Top of The data

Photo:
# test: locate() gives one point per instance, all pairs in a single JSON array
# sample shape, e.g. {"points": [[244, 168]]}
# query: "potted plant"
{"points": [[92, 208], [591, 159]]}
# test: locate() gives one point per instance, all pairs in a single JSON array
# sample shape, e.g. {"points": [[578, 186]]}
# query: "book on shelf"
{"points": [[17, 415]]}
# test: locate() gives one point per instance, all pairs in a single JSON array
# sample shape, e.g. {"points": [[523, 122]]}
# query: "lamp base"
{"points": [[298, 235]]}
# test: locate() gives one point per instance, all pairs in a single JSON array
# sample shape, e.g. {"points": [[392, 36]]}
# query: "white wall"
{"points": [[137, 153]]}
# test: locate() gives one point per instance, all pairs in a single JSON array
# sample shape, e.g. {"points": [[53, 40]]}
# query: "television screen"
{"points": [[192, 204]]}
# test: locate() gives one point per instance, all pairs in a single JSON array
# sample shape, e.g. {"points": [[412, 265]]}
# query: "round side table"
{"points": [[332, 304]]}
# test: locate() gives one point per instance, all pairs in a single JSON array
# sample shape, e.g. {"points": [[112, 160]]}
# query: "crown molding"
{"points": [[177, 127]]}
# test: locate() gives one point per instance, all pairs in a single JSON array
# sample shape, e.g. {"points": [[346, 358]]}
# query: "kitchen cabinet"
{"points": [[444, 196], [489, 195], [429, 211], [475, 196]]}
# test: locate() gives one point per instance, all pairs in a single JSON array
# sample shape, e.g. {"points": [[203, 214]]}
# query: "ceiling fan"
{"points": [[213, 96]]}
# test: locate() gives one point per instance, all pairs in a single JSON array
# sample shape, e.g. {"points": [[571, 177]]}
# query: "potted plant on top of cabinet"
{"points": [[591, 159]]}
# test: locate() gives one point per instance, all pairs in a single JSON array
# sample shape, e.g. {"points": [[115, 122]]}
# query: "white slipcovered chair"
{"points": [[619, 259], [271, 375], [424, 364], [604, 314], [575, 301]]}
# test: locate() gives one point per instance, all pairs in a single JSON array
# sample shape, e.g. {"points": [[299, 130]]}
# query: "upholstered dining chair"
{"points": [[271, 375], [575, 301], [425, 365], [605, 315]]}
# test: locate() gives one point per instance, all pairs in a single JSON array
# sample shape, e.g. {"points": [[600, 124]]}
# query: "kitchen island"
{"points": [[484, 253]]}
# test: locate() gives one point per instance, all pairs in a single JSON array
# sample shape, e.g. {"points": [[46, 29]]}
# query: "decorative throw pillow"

Bottom of The data

# Activity
Write out each entry again, character for character.

# Result
Photo:
# test: locate() gives one point per instance, all pairs in a single JSON array
# sample shape, e.g. {"points": [[244, 168]]}
# query: "potted plant"
{"points": [[92, 208], [591, 159]]}
# test: locate() gives one point per instance, all pairs in a single JSON array
# sample shape, e.g. {"points": [[578, 186]]}
# query: "book on shelf"
{"points": [[17, 415]]}
# test: locate() gives one point per instance, all pairs in a single JSON array
# sample shape, e.g. {"points": [[523, 122]]}
# query: "lamp base"
{"points": [[298, 235]]}
# test: locate() gives one point per instance, all pairs in a single JSON array
# sample shape, e.g. {"points": [[392, 36]]}
# query: "white wall"
{"points": [[137, 153]]}
# test: locate() gives one point per instance, all pairs in a single JSON array
# sample shape, e.g. {"points": [[53, 40]]}
# query: "television screen"
{"points": [[192, 204]]}
# test: locate() gives one point per instance, all pairs in a single JSON array
# sample shape, e.g. {"points": [[412, 265]]}
# query: "round side table"
{"points": [[332, 304]]}
# test: locate() gives one point per instance, all pairs in a single JSON array
# sample shape, e.g. {"points": [[112, 160]]}
# query: "crown molding"
{"points": [[177, 127]]}
# test: locate() gives one point per instance, all pairs in a single JSON array
# sample shape, e.g. {"points": [[346, 358]]}
# query: "kitchen cabinet"
{"points": [[444, 196], [489, 195], [429, 211], [475, 196]]}
# test: locate() gives one point per instance, all pairs in a single JSON array
# sample shape, e.g. {"points": [[203, 214]]}
# query: "ceiling fan"
{"points": [[213, 96]]}
# test: locate() gives one point per instance, all pairs in a single JSON array
# sample shape, e.g. {"points": [[571, 177]]}
# query: "potted plant on top of cabinet"
{"points": [[591, 159]]}
# test: locate() gives one point per instance, all pairs in a single JSON array
# sample shape, e.g. {"points": [[115, 122]]}
# query: "white slipcovered chair"
{"points": [[619, 259], [271, 375], [424, 364], [604, 314], [575, 301]]}
# test: locate() gives one point per instance, all pairs in a single JSON array
# sample shape, e.g. {"points": [[299, 130]]}
# query: "upholstered dining chair"
{"points": [[271, 375], [575, 301], [425, 365], [605, 315]]}
# test: locate() gives one point per instance, all pairs in a single JSON array
# sample shape, e.g. {"points": [[600, 124]]}
# query: "kitchen island"
{"points": [[484, 253]]}
# test: locate() gives one point per instance, all pairs in a single JSON array
# sample shape, e.g. {"points": [[46, 29]]}
# query: "decorative throw pillow"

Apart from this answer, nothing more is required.